[Talk-us] Rural US: Correcting Original TIGER Imported Ways

Richard Fairhurst richard at systemed.net
Mon Feb 19 13:28:27 UTC 2018


Great to see so much attention being paid to rural TIGER fixup. The majority
of my editing these days is that, and it's a massive but rewarding job.

I put together a view a while back which superimposes unreviewed rural
residentials onto the Strava heatmap. The idea is that you look for
unobscured roads, then go in and fix them. It's at
http://osm.cycle.travel/unreviewed.html .

The "unreviewed" data comes from the cycle.travel rendering database, so
there are a few optimisations (for example, it knows that all State Routes
in NC are paved) and the update frequency is not fast (every month or two).
But it's a good way of finding roads that are regularly used (by cyclists,
at least) and are currently unreviewed.



The one thing I would stress above all is that a surface= key (or
equivalent) is crucial to denote unpaved roads - especially for cyclists and
non-4x4 motorists.

In the developed world in OSM, highway=unclassified and highway=residential
are assumed to be paved roads in the absence of other information. So in
(say) NY State, if you saw a highway=unclassified or highway=residential
without an explicit surface tag, you'd assume it was almost certainly paved.
Now in Kansas most roads are unpaved, but we can't expect people to do
state-specific parsing - that way lies madness. Indeed, very few consumers
do even country-specific parsing.
__________
Set exercise A:
Say whether each statement agrees with the post on rural TIGER fixup, answering yes or no and quoting the deciding words: (i) the "unreviewed" data is updated every month or two; (ii) most roads in Kansas are paved; (iii) many consumers do country-specific parsing.
Set exercise B:
Name every US state that the post on rural TIGER fixup mentions.
Set exercise C:
Echo the post on rural TIGER fixup word for word, everything from "I put together" down to "http://osm.cycle.travel/unreviewed.html .".
__________
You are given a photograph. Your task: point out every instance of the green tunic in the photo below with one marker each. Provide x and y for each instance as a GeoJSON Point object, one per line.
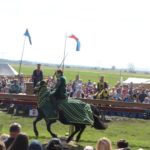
{"type": "Point", "coordinates": [59, 91]}
{"type": "Point", "coordinates": [45, 105]}
{"type": "Point", "coordinates": [75, 111]}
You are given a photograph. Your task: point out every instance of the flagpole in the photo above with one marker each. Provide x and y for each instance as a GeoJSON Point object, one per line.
{"type": "Point", "coordinates": [63, 64]}
{"type": "Point", "coordinates": [22, 55]}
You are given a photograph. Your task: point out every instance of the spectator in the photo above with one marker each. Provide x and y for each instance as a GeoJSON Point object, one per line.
{"type": "Point", "coordinates": [20, 143]}
{"type": "Point", "coordinates": [4, 137]}
{"type": "Point", "coordinates": [104, 144]}
{"type": "Point", "coordinates": [102, 87]}
{"type": "Point", "coordinates": [37, 75]}
{"type": "Point", "coordinates": [54, 144]}
{"type": "Point", "coordinates": [14, 130]}
{"type": "Point", "coordinates": [14, 87]}
{"type": "Point", "coordinates": [2, 145]}
{"type": "Point", "coordinates": [123, 144]}
{"type": "Point", "coordinates": [35, 145]}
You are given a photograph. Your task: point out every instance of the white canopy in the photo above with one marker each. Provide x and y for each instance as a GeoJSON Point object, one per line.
{"type": "Point", "coordinates": [137, 81]}
{"type": "Point", "coordinates": [7, 70]}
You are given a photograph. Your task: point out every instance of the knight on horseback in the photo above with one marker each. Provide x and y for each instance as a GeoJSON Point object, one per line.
{"type": "Point", "coordinates": [59, 92]}
{"type": "Point", "coordinates": [54, 105]}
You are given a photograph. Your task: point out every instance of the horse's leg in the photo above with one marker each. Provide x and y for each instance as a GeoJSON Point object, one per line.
{"type": "Point", "coordinates": [77, 129]}
{"type": "Point", "coordinates": [48, 124]}
{"type": "Point", "coordinates": [39, 117]}
{"type": "Point", "coordinates": [82, 128]}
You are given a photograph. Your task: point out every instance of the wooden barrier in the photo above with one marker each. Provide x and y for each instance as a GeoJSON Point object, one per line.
{"type": "Point", "coordinates": [33, 98]}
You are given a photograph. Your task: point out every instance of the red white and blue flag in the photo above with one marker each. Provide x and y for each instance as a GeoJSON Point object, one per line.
{"type": "Point", "coordinates": [77, 40]}
{"type": "Point", "coordinates": [28, 35]}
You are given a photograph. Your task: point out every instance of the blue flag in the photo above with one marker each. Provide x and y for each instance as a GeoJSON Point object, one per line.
{"type": "Point", "coordinates": [28, 35]}
{"type": "Point", "coordinates": [77, 40]}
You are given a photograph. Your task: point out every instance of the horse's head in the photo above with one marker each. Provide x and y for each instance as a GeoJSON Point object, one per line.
{"type": "Point", "coordinates": [39, 85]}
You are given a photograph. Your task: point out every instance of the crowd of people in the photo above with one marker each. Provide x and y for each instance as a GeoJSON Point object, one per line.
{"type": "Point", "coordinates": [78, 89]}
{"type": "Point", "coordinates": [16, 140]}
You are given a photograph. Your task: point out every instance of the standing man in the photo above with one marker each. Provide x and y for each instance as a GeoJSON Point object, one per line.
{"type": "Point", "coordinates": [37, 75]}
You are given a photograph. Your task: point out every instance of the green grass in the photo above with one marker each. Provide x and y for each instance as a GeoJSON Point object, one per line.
{"type": "Point", "coordinates": [85, 74]}
{"type": "Point", "coordinates": [135, 131]}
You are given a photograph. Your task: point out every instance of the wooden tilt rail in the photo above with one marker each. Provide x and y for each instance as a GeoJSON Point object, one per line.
{"type": "Point", "coordinates": [32, 99]}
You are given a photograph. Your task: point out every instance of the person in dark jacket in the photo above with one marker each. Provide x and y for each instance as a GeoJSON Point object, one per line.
{"type": "Point", "coordinates": [37, 75]}
{"type": "Point", "coordinates": [59, 92]}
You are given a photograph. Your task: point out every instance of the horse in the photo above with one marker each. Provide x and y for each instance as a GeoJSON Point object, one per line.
{"type": "Point", "coordinates": [79, 128]}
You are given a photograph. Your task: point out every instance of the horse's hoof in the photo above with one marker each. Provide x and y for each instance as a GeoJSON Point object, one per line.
{"type": "Point", "coordinates": [68, 140]}
{"type": "Point", "coordinates": [36, 134]}
{"type": "Point", "coordinates": [54, 136]}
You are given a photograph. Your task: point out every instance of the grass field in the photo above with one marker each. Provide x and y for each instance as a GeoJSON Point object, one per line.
{"type": "Point", "coordinates": [110, 76]}
{"type": "Point", "coordinates": [136, 132]}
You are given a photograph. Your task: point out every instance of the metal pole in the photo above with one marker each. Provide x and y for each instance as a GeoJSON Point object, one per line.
{"type": "Point", "coordinates": [63, 65]}
{"type": "Point", "coordinates": [22, 55]}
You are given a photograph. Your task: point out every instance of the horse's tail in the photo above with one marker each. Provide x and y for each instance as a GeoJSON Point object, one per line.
{"type": "Point", "coordinates": [98, 123]}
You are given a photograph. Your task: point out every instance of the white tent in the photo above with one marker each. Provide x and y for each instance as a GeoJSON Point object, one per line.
{"type": "Point", "coordinates": [137, 81]}
{"type": "Point", "coordinates": [7, 70]}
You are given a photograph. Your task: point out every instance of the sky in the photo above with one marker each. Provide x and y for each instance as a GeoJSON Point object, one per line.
{"type": "Point", "coordinates": [111, 32]}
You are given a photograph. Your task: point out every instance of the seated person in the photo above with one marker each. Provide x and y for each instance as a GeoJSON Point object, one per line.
{"type": "Point", "coordinates": [14, 87]}
{"type": "Point", "coordinates": [14, 130]}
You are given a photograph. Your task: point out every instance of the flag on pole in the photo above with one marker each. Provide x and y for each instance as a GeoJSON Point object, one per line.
{"type": "Point", "coordinates": [28, 35]}
{"type": "Point", "coordinates": [77, 40]}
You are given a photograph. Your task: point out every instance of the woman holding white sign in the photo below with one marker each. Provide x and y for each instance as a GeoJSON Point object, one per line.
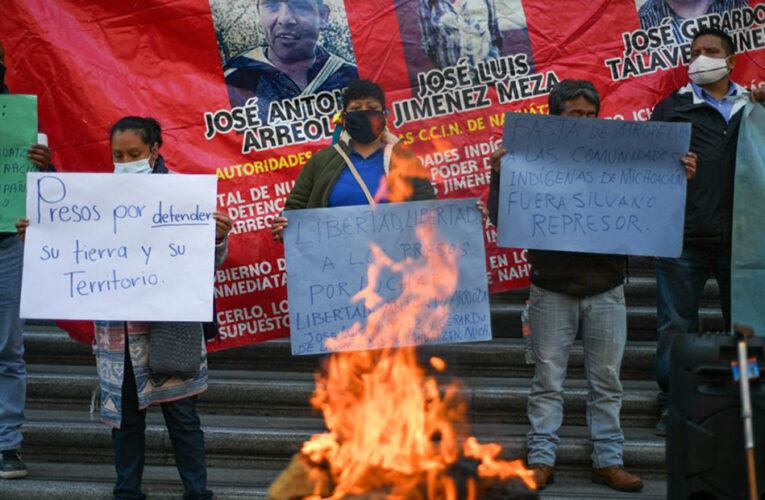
{"type": "Point", "coordinates": [130, 381]}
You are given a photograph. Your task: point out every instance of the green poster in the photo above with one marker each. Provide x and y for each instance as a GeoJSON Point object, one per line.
{"type": "Point", "coordinates": [18, 131]}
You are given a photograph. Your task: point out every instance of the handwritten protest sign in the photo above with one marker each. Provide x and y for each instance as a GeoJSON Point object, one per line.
{"type": "Point", "coordinates": [119, 247]}
{"type": "Point", "coordinates": [18, 131]}
{"type": "Point", "coordinates": [329, 251]}
{"type": "Point", "coordinates": [588, 185]}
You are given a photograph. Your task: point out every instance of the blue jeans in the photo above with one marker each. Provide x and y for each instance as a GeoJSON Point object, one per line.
{"type": "Point", "coordinates": [13, 372]}
{"type": "Point", "coordinates": [185, 434]}
{"type": "Point", "coordinates": [555, 319]}
{"type": "Point", "coordinates": [680, 285]}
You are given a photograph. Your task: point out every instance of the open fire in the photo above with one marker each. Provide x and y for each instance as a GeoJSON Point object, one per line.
{"type": "Point", "coordinates": [393, 432]}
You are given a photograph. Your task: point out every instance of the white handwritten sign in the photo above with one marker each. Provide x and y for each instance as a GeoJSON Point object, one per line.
{"type": "Point", "coordinates": [119, 247]}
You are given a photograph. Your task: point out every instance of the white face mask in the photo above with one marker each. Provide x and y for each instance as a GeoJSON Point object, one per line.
{"type": "Point", "coordinates": [133, 167]}
{"type": "Point", "coordinates": [704, 69]}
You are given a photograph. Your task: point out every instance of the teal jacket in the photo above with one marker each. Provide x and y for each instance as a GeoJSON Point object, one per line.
{"type": "Point", "coordinates": [321, 172]}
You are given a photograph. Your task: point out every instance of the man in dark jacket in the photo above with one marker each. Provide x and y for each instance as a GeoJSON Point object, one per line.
{"type": "Point", "coordinates": [571, 293]}
{"type": "Point", "coordinates": [713, 104]}
{"type": "Point", "coordinates": [13, 375]}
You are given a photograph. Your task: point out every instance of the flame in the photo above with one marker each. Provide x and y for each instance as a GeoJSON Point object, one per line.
{"type": "Point", "coordinates": [404, 167]}
{"type": "Point", "coordinates": [391, 428]}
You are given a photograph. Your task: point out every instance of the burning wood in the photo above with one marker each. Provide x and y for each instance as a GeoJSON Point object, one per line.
{"type": "Point", "coordinates": [393, 433]}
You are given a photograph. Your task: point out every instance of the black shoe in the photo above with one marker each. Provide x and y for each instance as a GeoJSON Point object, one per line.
{"type": "Point", "coordinates": [11, 465]}
{"type": "Point", "coordinates": [661, 427]}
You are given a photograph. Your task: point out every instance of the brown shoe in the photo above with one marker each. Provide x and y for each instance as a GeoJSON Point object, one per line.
{"type": "Point", "coordinates": [617, 478]}
{"type": "Point", "coordinates": [543, 475]}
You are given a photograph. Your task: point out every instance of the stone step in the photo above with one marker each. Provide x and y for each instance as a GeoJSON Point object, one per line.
{"type": "Point", "coordinates": [641, 320]}
{"type": "Point", "coordinates": [500, 357]}
{"type": "Point", "coordinates": [67, 481]}
{"type": "Point", "coordinates": [277, 394]}
{"type": "Point", "coordinates": [260, 442]}
{"type": "Point", "coordinates": [638, 290]}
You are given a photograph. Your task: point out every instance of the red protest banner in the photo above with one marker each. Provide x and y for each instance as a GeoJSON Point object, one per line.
{"type": "Point", "coordinates": [450, 70]}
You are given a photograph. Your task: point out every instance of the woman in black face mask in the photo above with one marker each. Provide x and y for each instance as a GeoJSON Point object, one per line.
{"type": "Point", "coordinates": [368, 165]}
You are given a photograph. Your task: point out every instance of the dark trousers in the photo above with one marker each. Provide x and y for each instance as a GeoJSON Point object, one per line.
{"type": "Point", "coordinates": [680, 285]}
{"type": "Point", "coordinates": [185, 434]}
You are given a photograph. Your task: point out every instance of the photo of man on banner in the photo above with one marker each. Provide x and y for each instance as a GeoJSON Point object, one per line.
{"type": "Point", "coordinates": [440, 33]}
{"type": "Point", "coordinates": [288, 60]}
{"type": "Point", "coordinates": [654, 12]}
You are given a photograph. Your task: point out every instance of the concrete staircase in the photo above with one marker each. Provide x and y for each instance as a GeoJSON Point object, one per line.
{"type": "Point", "coordinates": [256, 411]}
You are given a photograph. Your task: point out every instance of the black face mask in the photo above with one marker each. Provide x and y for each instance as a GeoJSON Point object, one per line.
{"type": "Point", "coordinates": [364, 126]}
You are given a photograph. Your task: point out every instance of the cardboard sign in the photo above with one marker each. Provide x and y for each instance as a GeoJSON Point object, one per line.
{"type": "Point", "coordinates": [331, 252]}
{"type": "Point", "coordinates": [597, 186]}
{"type": "Point", "coordinates": [18, 131]}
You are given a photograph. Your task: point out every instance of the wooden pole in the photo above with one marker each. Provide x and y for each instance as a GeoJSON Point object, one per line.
{"type": "Point", "coordinates": [742, 332]}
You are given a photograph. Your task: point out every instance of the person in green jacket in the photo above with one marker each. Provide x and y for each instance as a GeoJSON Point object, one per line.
{"type": "Point", "coordinates": [368, 164]}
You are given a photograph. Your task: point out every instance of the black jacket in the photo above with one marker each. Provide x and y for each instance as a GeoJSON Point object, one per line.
{"type": "Point", "coordinates": [709, 198]}
{"type": "Point", "coordinates": [572, 273]}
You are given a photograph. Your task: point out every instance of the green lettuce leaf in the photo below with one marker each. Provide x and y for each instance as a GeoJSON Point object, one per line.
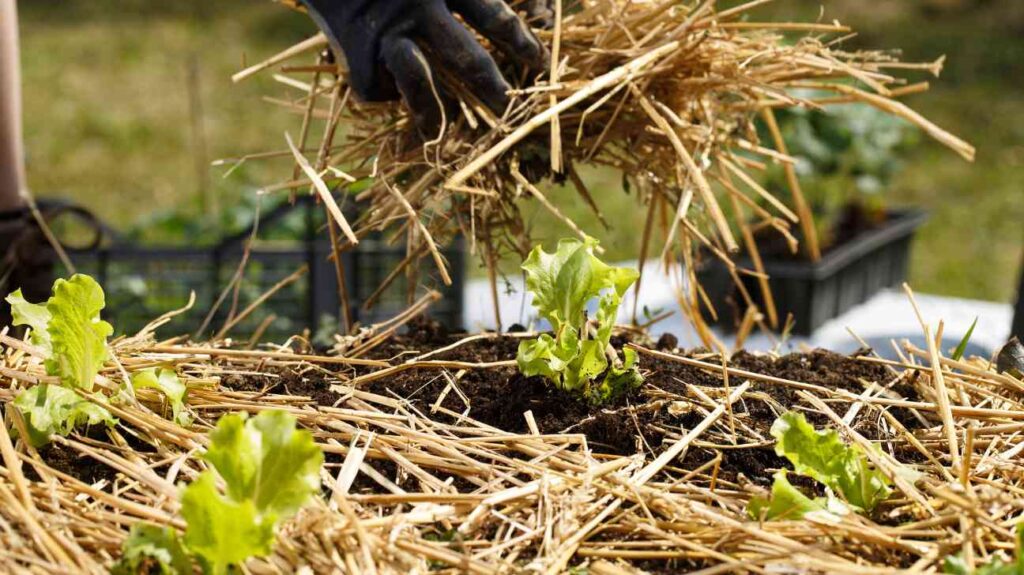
__________
Task solution A:
(i) Yes: "the update frequency is not fast (every month or two)"
(ii) No: "Now in Kansas most roads are unpaved"
(iii) No: "very few consumers do even country-specific parsing"

Task solution B:
NC, NY State, Kansas

Task solution C:
I put together a view a while back which superimposes unreviewed rural
residentials onto the Strava heatmap. The idea is that you look for
unobscured roads, then go in and fix them. It's at
http://osm.cycle.travel/unreviewed.html .